Adelle Stripe grew up on what she calls the boring side of the Pennines, in the brewery town of Tadcaster, where “the only difference between a rut and a grave is the depth”. Her mum was a hairdresser who regularly took part in competitions, making Stripe one of the “lost children of hairdressing, those who wander between towns and cities on the ‘circuit’”. Her father was a cowman, who in a memorable scene enlists his teenage daughter’s help in delivering an oversized calf. “What if we can’t get it out?” Stripe asks him. “What happens then?”
Such moments of drama define Base Notes, which is the opposite of a leisurely tour through a life. Stripe focuses on contained episodes, skipping across the years like a powerfully skimmed stone. What she elects to share with us nearly always feels vital, whether it’s an ice-skating outing with her mother, a wake in the pub where she works, or a disastrous TV appearance. The chapter describing her work for a chatline – ubiquitous in post-pub ad breaks in the 1990s – is a small, bleak masterpiece.
Stripe was a dreamy, solitary child who liked “creating scenarios in the Sindy house, reading Brothers Grimm fairy tales or listening to records with a pair of headphones on. It rarely involved anybody else.” As a description of how a novelist, poet or music writer might be formed (Stripe is all three), this couldn’t be bettered.
__________
Given request 1 >>
In the review, what work did Stripe's father do?

Dataset records >>
__________
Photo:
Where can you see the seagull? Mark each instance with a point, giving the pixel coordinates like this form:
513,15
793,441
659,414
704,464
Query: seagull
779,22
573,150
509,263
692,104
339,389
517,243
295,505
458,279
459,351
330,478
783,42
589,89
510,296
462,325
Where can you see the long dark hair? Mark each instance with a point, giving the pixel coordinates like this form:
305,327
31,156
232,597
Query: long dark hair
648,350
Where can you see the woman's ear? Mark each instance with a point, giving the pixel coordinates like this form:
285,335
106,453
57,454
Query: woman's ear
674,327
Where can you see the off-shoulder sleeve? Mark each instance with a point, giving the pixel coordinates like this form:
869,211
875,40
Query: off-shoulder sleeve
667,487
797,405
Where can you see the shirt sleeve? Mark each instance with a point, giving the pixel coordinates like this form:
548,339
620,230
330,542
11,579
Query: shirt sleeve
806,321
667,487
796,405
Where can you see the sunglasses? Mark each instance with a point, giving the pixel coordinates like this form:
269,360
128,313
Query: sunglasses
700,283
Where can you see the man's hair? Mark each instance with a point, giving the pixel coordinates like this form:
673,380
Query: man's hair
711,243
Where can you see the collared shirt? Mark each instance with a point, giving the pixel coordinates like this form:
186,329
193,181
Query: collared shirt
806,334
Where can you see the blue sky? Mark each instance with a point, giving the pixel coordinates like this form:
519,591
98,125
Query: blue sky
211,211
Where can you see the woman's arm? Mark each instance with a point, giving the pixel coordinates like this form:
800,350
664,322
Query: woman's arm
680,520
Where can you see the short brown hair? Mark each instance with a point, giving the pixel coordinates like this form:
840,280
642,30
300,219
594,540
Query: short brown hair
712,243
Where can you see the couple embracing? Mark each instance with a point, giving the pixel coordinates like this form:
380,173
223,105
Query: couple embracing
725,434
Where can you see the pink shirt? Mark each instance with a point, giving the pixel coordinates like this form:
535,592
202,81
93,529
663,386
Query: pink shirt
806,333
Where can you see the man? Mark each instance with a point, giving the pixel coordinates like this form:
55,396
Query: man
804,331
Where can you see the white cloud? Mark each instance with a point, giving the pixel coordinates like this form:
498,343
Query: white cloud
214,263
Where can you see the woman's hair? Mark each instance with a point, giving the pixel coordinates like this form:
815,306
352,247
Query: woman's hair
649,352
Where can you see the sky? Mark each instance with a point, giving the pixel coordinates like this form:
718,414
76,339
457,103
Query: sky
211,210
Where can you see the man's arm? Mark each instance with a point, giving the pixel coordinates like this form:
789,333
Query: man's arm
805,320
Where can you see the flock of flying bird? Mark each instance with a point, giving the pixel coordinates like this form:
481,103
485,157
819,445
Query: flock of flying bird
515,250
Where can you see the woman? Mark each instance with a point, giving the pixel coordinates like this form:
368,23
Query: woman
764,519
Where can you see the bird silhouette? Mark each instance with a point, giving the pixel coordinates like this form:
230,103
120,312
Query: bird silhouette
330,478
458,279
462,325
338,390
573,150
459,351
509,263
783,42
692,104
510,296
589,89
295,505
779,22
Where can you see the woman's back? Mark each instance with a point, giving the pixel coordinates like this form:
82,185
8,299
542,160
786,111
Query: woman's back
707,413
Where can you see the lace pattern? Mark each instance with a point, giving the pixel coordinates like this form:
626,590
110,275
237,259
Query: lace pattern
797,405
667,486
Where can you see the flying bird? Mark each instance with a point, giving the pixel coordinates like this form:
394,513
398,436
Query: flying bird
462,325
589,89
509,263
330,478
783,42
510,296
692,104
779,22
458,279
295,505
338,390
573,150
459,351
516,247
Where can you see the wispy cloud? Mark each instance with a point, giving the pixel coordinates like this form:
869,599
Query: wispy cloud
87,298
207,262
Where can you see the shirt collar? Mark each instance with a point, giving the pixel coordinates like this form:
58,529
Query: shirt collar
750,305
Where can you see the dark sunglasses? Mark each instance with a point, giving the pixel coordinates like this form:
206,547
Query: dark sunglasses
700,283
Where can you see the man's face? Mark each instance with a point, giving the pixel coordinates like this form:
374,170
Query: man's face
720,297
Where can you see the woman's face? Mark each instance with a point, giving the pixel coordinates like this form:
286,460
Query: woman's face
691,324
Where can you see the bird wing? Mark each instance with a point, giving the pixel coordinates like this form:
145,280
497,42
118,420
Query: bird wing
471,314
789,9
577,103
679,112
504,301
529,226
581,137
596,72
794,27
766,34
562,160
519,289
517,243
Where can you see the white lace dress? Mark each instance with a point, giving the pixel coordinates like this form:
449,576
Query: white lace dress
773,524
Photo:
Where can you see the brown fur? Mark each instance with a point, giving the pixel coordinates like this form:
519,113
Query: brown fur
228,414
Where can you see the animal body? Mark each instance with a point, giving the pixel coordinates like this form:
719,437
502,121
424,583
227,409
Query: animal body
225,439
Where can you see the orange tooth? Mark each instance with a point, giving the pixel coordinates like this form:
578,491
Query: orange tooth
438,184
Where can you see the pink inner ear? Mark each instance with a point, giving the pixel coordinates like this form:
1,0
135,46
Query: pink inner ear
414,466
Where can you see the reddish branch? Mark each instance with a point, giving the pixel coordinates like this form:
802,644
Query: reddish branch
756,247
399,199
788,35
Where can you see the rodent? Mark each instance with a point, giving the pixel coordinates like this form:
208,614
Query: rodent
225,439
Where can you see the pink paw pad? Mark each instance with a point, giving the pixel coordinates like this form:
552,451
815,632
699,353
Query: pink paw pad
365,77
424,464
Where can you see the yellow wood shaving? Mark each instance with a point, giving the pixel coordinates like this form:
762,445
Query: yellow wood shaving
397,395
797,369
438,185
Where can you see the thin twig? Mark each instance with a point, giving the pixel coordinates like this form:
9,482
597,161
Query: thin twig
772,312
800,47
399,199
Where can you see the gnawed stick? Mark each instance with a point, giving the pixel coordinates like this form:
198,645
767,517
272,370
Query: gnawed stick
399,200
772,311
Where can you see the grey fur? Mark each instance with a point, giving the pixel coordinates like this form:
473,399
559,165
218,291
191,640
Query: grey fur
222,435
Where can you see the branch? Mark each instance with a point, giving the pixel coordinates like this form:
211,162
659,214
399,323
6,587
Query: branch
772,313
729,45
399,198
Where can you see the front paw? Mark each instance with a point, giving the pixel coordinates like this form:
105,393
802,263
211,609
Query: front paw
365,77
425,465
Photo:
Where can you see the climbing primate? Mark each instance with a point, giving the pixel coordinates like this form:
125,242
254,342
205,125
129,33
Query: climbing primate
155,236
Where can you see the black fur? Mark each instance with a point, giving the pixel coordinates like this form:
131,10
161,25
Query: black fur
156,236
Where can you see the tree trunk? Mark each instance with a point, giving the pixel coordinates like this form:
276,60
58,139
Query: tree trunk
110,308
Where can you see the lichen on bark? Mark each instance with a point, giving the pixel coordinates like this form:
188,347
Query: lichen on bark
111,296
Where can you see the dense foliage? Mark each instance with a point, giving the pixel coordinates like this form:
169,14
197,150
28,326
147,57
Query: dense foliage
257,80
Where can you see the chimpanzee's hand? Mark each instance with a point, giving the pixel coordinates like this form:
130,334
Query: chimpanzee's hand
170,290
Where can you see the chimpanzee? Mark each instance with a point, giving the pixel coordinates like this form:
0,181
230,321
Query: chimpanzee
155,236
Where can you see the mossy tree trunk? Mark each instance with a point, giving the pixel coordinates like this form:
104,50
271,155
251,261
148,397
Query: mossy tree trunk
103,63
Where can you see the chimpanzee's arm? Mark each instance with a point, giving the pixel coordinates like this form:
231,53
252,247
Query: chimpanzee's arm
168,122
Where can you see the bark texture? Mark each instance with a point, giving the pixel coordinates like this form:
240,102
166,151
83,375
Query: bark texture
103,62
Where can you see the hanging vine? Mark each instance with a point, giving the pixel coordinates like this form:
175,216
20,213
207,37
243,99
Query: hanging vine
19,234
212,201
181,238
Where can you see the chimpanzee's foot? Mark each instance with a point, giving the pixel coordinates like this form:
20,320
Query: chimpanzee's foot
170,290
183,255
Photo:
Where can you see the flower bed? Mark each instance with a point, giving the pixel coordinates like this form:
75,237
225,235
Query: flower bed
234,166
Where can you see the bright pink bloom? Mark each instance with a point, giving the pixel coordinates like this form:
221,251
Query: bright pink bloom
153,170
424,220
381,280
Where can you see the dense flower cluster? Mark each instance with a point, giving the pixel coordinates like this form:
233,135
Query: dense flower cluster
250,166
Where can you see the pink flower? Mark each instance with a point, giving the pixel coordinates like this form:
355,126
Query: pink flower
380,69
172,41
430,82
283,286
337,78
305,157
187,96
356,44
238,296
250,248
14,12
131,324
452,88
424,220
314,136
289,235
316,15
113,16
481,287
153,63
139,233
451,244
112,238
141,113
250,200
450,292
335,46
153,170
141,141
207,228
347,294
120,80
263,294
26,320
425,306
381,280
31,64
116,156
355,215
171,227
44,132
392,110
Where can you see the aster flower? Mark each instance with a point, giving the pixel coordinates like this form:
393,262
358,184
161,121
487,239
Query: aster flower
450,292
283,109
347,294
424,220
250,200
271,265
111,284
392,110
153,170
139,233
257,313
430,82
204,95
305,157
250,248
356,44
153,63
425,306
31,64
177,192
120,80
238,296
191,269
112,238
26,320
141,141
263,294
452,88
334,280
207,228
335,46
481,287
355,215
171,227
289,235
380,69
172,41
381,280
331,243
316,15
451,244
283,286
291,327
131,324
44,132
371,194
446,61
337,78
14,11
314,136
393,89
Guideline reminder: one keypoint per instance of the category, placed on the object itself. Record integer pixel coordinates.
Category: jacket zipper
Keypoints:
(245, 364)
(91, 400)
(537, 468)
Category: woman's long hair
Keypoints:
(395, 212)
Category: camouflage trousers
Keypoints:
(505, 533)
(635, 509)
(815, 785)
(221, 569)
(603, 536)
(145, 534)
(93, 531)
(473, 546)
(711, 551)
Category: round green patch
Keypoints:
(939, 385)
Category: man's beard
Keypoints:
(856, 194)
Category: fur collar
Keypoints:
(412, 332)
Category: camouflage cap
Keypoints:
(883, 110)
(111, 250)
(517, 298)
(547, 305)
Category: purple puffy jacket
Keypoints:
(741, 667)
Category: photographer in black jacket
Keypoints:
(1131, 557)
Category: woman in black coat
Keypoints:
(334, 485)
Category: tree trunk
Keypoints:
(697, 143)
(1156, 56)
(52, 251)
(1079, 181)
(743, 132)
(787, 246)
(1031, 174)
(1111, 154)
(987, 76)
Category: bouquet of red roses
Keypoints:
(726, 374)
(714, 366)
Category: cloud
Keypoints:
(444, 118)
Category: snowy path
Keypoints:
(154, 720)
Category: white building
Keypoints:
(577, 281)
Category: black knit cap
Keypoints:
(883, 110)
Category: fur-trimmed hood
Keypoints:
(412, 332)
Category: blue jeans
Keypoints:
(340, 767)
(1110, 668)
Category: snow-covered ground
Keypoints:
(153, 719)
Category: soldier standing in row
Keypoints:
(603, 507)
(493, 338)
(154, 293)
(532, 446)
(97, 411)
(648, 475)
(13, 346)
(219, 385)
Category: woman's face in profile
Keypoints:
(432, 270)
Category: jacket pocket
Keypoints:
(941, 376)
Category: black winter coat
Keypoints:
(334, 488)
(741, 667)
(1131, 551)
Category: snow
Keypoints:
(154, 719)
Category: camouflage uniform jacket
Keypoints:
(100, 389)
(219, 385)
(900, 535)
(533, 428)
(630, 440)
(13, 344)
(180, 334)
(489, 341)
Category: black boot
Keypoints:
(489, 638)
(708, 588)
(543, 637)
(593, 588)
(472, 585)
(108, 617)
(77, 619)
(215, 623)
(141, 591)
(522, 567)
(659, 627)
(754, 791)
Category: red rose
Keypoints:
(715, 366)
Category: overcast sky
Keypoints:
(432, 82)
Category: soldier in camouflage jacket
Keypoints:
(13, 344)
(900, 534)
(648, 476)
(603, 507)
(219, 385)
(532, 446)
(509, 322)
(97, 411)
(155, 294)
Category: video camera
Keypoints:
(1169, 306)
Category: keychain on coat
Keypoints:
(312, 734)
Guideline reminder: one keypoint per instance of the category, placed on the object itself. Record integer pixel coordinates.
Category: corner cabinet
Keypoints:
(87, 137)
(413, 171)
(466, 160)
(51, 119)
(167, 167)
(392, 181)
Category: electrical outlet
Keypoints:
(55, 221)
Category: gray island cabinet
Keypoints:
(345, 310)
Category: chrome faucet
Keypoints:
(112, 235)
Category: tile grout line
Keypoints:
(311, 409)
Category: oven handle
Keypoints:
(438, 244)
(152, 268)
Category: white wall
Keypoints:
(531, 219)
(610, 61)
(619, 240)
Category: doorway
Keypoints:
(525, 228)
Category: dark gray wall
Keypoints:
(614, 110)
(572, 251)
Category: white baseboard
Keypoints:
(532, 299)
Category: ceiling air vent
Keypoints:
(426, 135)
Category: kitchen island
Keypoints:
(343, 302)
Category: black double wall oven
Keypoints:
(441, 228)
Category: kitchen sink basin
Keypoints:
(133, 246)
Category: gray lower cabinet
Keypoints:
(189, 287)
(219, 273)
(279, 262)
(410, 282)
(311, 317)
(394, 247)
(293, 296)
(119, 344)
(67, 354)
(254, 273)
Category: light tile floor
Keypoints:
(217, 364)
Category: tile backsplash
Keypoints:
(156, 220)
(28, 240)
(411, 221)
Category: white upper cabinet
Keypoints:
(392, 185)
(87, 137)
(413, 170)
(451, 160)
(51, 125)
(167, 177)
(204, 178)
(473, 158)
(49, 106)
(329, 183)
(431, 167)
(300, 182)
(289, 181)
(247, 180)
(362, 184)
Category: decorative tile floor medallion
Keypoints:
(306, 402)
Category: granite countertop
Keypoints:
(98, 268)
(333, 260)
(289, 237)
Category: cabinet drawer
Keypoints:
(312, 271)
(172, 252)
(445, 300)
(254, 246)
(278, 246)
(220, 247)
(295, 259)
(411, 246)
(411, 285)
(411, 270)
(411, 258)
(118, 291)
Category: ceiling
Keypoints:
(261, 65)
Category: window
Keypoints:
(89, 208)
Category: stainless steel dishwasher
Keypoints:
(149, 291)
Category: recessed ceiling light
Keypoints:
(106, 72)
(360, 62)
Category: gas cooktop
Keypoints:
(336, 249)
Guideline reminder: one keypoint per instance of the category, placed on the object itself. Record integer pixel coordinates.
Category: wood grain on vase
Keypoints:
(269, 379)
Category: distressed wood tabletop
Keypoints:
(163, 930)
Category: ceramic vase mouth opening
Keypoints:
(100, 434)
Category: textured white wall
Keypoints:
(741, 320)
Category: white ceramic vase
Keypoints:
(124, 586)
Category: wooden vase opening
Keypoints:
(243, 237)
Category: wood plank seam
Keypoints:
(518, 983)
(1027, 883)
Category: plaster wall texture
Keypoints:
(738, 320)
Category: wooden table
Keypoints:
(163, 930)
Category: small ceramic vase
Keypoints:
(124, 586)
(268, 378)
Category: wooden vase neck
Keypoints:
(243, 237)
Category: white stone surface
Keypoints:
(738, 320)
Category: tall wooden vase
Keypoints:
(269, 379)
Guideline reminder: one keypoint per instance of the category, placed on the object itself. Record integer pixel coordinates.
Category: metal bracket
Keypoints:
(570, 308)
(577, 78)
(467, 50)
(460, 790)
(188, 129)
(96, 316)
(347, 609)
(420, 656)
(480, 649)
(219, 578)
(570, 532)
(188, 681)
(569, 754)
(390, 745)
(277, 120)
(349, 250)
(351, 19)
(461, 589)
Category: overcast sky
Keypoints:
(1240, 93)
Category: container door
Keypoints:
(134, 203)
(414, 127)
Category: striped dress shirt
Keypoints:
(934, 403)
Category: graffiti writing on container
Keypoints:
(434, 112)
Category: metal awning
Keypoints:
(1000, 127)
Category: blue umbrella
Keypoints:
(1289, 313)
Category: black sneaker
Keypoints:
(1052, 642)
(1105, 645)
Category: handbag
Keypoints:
__________
Given request 2 >>
Convert the records, starting at the line containing "Category: white ceramic vase" and running through the end of the records, into a JSON list of strings with one string per line and blank lines left out.

Complete output 1 >>
He was a cowman.

Complete output 2 >>
[
  "Category: white ceramic vase",
  "Keypoints:",
  "(124, 586)",
  "Category: wooden vase opening",
  "Keypoints:",
  "(243, 237)",
  "Category: wood plank seam",
  "Keypoints:",
  "(518, 983)",
  "(1027, 883)",
  "Category: plaster wall texture",
  "Keypoints:",
  "(738, 320)",
  "Category: wooden table",
  "Keypoints:",
  "(163, 930)",
  "Category: small ceramic vase",
  "Keypoints:",
  "(124, 586)",
  "(268, 378)",
  "Category: wooden vase neck",
  "Keypoints:",
  "(243, 237)",
  "Category: white stone surface",
  "Keypoints:",
  "(738, 320)",
  "Category: tall wooden vase",
  "Keypoints:",
  "(269, 379)",
  "Guideline reminder: one keypoint per instance of the category, placed on the object itself. Record integer pixel coordinates.",
  "Category: metal bracket",
  "Keypoints:",
  "(570, 308)",
  "(577, 78)",
  "(467, 50)",
  "(460, 790)",
  "(188, 129)",
  "(96, 316)",
  "(347, 609)",
  "(420, 656)",
  "(480, 649)",
  "(219, 578)",
  "(570, 532)",
  "(188, 681)",
  "(569, 754)",
  "(390, 745)",
  "(277, 120)",
  "(349, 250)",
  "(351, 19)",
  "(461, 589)",
  "Category: overcast sky",
  "Keypoints:",
  "(1240, 93)",
  "Category: container door",
  "Keypoints:",
  "(134, 203)",
  "(414, 127)",
  "Category: striped dress shirt",
  "Keypoints:",
  "(934, 403)",
  "Category: graffiti writing on container",
  "Keypoints:",
  "(434, 112)",
  "Category: metal awning",
  "Keypoints:",
  "(1000, 127)",
  "Category: blue umbrella",
  "Keypoints:",
  "(1289, 313)",
  "Category: black sneaker",
  "Keypoints:",
  "(1052, 642)",
  "(1105, 645)",
  "Category: handbag",
  "Keypoints:"
]